Exercise task
Return all of the data exactly, with nothing left out but the pictures.

Data supplied

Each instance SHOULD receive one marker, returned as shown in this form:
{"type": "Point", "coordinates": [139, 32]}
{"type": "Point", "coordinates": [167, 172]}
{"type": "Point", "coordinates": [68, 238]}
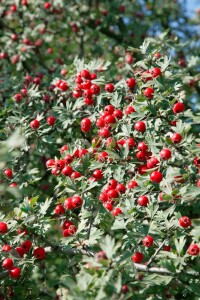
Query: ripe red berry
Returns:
{"type": "Point", "coordinates": [152, 162]}
{"type": "Point", "coordinates": [77, 201]}
{"type": "Point", "coordinates": [50, 163]}
{"type": "Point", "coordinates": [185, 222]}
{"type": "Point", "coordinates": [108, 206]}
{"type": "Point", "coordinates": [132, 184]}
{"type": "Point", "coordinates": [142, 146]}
{"type": "Point", "coordinates": [8, 173]}
{"type": "Point", "coordinates": [59, 209]}
{"type": "Point", "coordinates": [155, 72]}
{"type": "Point", "coordinates": [86, 125]}
{"type": "Point", "coordinates": [104, 132]}
{"type": "Point", "coordinates": [26, 245]}
{"type": "Point", "coordinates": [20, 251]}
{"type": "Point", "coordinates": [3, 228]}
{"type": "Point", "coordinates": [140, 126]}
{"type": "Point", "coordinates": [116, 211]}
{"type": "Point", "coordinates": [165, 154]}
{"type": "Point", "coordinates": [118, 114]}
{"type": "Point", "coordinates": [51, 120]}
{"type": "Point", "coordinates": [35, 124]}
{"type": "Point", "coordinates": [176, 138]}
{"type": "Point", "coordinates": [6, 248]}
{"type": "Point", "coordinates": [47, 5]}
{"type": "Point", "coordinates": [7, 264]}
{"type": "Point", "coordinates": [85, 74]}
{"type": "Point", "coordinates": [137, 257]}
{"type": "Point", "coordinates": [109, 87]}
{"type": "Point", "coordinates": [129, 110]}
{"type": "Point", "coordinates": [193, 249]}
{"type": "Point", "coordinates": [39, 253]}
{"type": "Point", "coordinates": [112, 194]}
{"type": "Point", "coordinates": [95, 89]}
{"type": "Point", "coordinates": [131, 83]}
{"type": "Point", "coordinates": [15, 273]}
{"type": "Point", "coordinates": [67, 171]}
{"type": "Point", "coordinates": [147, 241]}
{"type": "Point", "coordinates": [178, 107]}
{"type": "Point", "coordinates": [109, 109]}
{"type": "Point", "coordinates": [60, 164]}
{"type": "Point", "coordinates": [149, 93]}
{"type": "Point", "coordinates": [98, 174]}
{"type": "Point", "coordinates": [17, 98]}
{"type": "Point", "coordinates": [143, 200]}
{"type": "Point", "coordinates": [156, 176]}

Exercise output
Each instance SHOULD receive one marker, returned as shown in this form:
{"type": "Point", "coordinates": [139, 32]}
{"type": "Point", "coordinates": [167, 172]}
{"type": "Point", "coordinates": [68, 238]}
Query: ripe red berry
Returns:
{"type": "Point", "coordinates": [152, 162]}
{"type": "Point", "coordinates": [77, 201]}
{"type": "Point", "coordinates": [50, 163]}
{"type": "Point", "coordinates": [185, 222]}
{"type": "Point", "coordinates": [108, 206]}
{"type": "Point", "coordinates": [132, 184]}
{"type": "Point", "coordinates": [142, 146]}
{"type": "Point", "coordinates": [8, 173]}
{"type": "Point", "coordinates": [59, 209]}
{"type": "Point", "coordinates": [155, 72]}
{"type": "Point", "coordinates": [86, 125]}
{"type": "Point", "coordinates": [104, 132]}
{"type": "Point", "coordinates": [26, 245]}
{"type": "Point", "coordinates": [20, 251]}
{"type": "Point", "coordinates": [3, 228]}
{"type": "Point", "coordinates": [140, 126]}
{"type": "Point", "coordinates": [116, 211]}
{"type": "Point", "coordinates": [165, 154]}
{"type": "Point", "coordinates": [118, 114]}
{"type": "Point", "coordinates": [51, 120]}
{"type": "Point", "coordinates": [35, 124]}
{"type": "Point", "coordinates": [176, 138]}
{"type": "Point", "coordinates": [6, 248]}
{"type": "Point", "coordinates": [47, 5]}
{"type": "Point", "coordinates": [7, 264]}
{"type": "Point", "coordinates": [85, 74]}
{"type": "Point", "coordinates": [137, 257]}
{"type": "Point", "coordinates": [109, 87]}
{"type": "Point", "coordinates": [129, 110]}
{"type": "Point", "coordinates": [193, 249]}
{"type": "Point", "coordinates": [39, 253]}
{"type": "Point", "coordinates": [112, 194]}
{"type": "Point", "coordinates": [95, 89]}
{"type": "Point", "coordinates": [131, 83]}
{"type": "Point", "coordinates": [15, 273]}
{"type": "Point", "coordinates": [67, 171]}
{"type": "Point", "coordinates": [147, 241]}
{"type": "Point", "coordinates": [178, 107]}
{"type": "Point", "coordinates": [109, 109]}
{"type": "Point", "coordinates": [60, 164]}
{"type": "Point", "coordinates": [149, 93]}
{"type": "Point", "coordinates": [98, 174]}
{"type": "Point", "coordinates": [17, 98]}
{"type": "Point", "coordinates": [143, 200]}
{"type": "Point", "coordinates": [156, 176]}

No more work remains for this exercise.